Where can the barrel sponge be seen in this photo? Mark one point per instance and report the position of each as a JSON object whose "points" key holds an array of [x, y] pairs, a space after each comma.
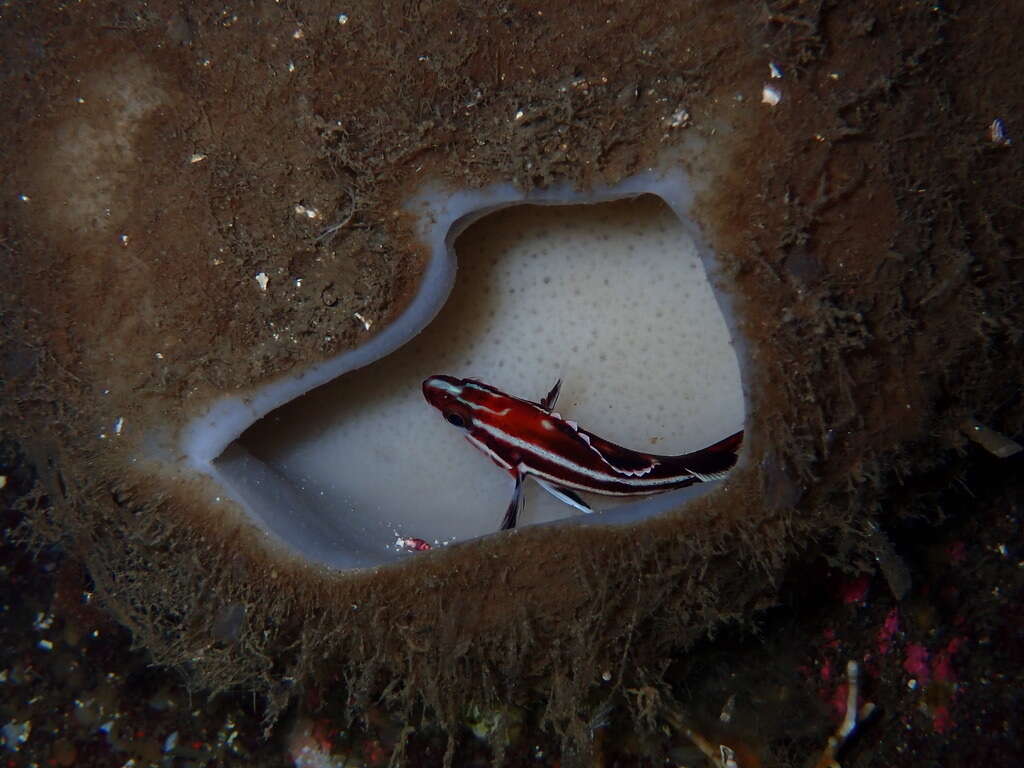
{"points": [[236, 227]]}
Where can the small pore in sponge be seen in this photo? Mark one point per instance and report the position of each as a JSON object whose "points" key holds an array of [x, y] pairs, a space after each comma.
{"points": [[612, 298]]}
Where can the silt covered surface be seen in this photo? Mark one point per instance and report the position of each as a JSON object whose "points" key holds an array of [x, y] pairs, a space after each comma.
{"points": [[155, 159]]}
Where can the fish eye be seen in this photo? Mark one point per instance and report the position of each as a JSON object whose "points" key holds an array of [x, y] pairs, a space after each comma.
{"points": [[455, 420]]}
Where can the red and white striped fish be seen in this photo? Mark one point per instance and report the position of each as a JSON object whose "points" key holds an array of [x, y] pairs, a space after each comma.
{"points": [[529, 439]]}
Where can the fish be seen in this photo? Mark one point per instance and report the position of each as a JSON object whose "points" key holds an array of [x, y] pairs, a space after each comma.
{"points": [[412, 543], [529, 439]]}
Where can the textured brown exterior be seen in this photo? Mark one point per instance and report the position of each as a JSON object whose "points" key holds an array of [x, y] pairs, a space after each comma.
{"points": [[867, 224]]}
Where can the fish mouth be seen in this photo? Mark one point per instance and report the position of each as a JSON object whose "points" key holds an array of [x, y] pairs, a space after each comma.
{"points": [[388, 470]]}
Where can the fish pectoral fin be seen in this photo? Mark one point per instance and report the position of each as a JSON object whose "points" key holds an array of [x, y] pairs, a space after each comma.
{"points": [[515, 506], [565, 495], [551, 397], [710, 476]]}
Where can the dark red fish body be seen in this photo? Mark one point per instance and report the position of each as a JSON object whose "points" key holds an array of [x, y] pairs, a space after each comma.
{"points": [[527, 438]]}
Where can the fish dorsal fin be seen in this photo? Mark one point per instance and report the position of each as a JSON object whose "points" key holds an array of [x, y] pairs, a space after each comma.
{"points": [[548, 402], [622, 460]]}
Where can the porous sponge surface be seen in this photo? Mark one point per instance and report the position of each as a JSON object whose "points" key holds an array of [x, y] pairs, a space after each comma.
{"points": [[611, 298]]}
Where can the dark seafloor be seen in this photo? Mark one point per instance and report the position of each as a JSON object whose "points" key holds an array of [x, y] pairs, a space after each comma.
{"points": [[944, 666]]}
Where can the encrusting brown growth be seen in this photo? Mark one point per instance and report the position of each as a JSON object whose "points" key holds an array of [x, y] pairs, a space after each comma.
{"points": [[867, 224]]}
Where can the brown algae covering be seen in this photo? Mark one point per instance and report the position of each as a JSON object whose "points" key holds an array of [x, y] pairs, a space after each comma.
{"points": [[157, 160]]}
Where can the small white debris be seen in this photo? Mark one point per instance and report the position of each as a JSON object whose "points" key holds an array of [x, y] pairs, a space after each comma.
{"points": [[171, 741], [680, 118], [997, 133], [770, 95], [15, 734]]}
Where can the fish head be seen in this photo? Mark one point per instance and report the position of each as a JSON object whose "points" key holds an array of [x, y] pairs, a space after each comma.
{"points": [[445, 393]]}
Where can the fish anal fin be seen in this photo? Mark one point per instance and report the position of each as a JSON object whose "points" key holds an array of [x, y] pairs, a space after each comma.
{"points": [[515, 506], [564, 495]]}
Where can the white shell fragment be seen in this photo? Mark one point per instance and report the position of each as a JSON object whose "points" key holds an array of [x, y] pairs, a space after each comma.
{"points": [[770, 95], [997, 133]]}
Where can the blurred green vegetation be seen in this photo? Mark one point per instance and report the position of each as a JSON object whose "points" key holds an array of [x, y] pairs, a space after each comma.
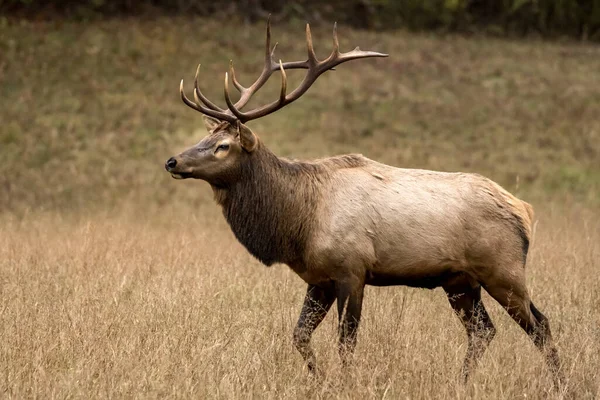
{"points": [[90, 110], [576, 18]]}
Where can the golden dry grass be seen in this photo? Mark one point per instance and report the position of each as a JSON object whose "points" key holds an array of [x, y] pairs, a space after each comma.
{"points": [[166, 305]]}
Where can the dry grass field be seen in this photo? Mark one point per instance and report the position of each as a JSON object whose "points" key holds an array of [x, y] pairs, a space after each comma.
{"points": [[117, 281]]}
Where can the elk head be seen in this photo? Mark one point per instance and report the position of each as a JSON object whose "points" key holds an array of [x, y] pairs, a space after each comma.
{"points": [[219, 157]]}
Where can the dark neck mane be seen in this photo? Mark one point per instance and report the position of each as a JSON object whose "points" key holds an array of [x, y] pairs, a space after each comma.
{"points": [[271, 208]]}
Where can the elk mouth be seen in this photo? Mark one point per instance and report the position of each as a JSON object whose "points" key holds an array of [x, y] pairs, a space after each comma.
{"points": [[181, 175]]}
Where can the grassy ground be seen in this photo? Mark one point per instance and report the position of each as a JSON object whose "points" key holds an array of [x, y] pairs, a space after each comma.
{"points": [[118, 281]]}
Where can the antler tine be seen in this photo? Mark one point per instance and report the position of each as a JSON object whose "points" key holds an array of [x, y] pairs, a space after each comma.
{"points": [[199, 96], [315, 69], [237, 85], [232, 107], [205, 110], [283, 83], [314, 66], [312, 57], [336, 43]]}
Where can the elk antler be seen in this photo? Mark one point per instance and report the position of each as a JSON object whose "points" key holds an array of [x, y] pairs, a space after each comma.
{"points": [[312, 64]]}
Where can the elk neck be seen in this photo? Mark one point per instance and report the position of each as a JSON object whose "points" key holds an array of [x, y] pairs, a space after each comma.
{"points": [[271, 209]]}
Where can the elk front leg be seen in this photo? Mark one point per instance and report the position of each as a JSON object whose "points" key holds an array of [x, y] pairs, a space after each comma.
{"points": [[317, 303], [349, 295]]}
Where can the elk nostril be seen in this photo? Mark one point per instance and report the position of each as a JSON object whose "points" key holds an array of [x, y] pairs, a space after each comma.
{"points": [[171, 163]]}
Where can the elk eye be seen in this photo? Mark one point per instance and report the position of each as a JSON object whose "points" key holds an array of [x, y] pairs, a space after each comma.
{"points": [[222, 147]]}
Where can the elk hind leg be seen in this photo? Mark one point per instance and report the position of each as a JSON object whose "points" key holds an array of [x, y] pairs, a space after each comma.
{"points": [[466, 303], [349, 295], [510, 291]]}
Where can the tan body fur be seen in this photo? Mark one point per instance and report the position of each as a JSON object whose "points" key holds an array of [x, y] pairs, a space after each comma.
{"points": [[414, 224]]}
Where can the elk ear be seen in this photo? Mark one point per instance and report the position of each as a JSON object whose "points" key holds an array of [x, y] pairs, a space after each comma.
{"points": [[248, 139], [211, 123]]}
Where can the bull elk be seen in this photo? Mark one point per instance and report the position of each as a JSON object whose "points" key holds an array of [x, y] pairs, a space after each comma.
{"points": [[344, 222]]}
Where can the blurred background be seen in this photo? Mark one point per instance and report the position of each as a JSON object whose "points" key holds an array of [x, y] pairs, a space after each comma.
{"points": [[90, 107]]}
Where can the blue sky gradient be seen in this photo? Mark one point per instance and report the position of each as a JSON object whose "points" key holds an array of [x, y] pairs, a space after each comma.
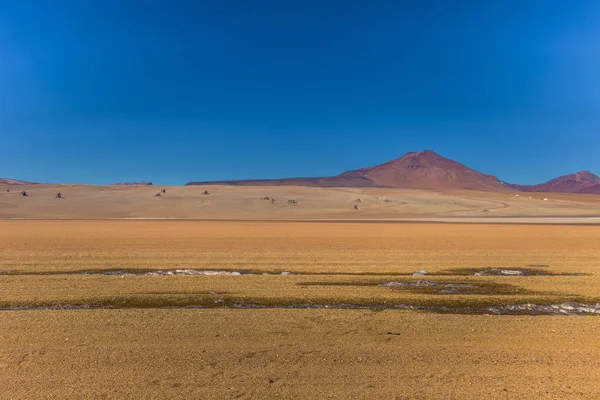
{"points": [[100, 91]]}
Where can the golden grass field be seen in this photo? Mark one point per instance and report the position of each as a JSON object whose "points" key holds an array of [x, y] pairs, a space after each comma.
{"points": [[73, 326]]}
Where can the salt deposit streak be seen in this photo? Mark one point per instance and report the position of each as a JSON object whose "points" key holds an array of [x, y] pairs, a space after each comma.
{"points": [[171, 273]]}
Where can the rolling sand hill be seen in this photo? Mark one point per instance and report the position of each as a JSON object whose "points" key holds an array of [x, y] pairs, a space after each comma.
{"points": [[250, 202]]}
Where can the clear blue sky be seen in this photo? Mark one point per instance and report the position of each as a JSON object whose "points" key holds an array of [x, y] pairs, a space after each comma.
{"points": [[99, 91]]}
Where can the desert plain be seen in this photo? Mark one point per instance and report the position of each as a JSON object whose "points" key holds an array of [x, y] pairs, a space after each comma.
{"points": [[114, 292]]}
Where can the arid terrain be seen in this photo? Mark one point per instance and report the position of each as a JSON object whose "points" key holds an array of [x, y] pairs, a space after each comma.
{"points": [[281, 309], [273, 203]]}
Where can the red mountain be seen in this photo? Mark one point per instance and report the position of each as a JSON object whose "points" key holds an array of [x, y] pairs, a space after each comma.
{"points": [[583, 182], [423, 170]]}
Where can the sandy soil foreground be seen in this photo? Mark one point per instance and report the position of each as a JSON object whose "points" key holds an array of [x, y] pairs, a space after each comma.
{"points": [[97, 309], [274, 203]]}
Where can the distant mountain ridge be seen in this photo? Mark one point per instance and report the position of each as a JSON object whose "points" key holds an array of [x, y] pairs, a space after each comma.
{"points": [[583, 182], [429, 171], [415, 170], [424, 170]]}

**Request**
Locate the line with "Where can the golden grass" in the entries above; extract it and every line after it, verbatim.

**Task result**
Where can the golden grass field be seen in this photo? Mark one point per instance and report the position of each as a JSON object whose "points" key holds an array of [x, y] pairs, a space after each comma.
{"points": [[73, 326]]}
Where can the salt deposit streak be seen in this photo? Mark one point per instance and report the position of each as a JSON object whose "points" key holds an array of [x, y] pairs, a space after each comma.
{"points": [[171, 273]]}
Where can the rolling sand hill be seen in this photo? Mark one point per instance and report the position of each as a JSON object whose "points" key holds an array of [x, y] pairs, a space after each comma.
{"points": [[250, 202]]}
Where can the clear blue sky be seen in this photo? Mark one point per instance and report the position of each as a JSON object whose "points" key holds an array of [x, y] pairs, a space after each comma.
{"points": [[99, 91]]}
Where can the desert plain be seen in this photo? Mark one point per instance and report the position of each as a JSON object whose "points" key holds an array of [x, y] pairs, a space after each comma.
{"points": [[114, 292]]}
Where can the arid terrain be seen in this photo? Mark one point per instance and report the position of each as a JSON object whose "points" key holds an array of [x, y] pairs, a space after each comma.
{"points": [[281, 309], [273, 203]]}
Where can the red mountain be seen in this photo? Mark one point per instance and report the position of each as a JSON object whose "points" key holds an array of [x, y] pairs, a space after each comma.
{"points": [[583, 182], [423, 170]]}
Where can the sandy soil foreground be seen in this photo? Mark one point per instance and report the position of each as a JSON object whose "points" key holds an array of [x, y] pairs, a space after each comma.
{"points": [[97, 309], [274, 203]]}
Where can the distant mountain ridge be seen in this photo? Mark one point per instance and report the position of each as a JSON object whose "points" key holds an array of [x, y] pairs, a space after each comma.
{"points": [[583, 182], [429, 171], [415, 170], [424, 170]]}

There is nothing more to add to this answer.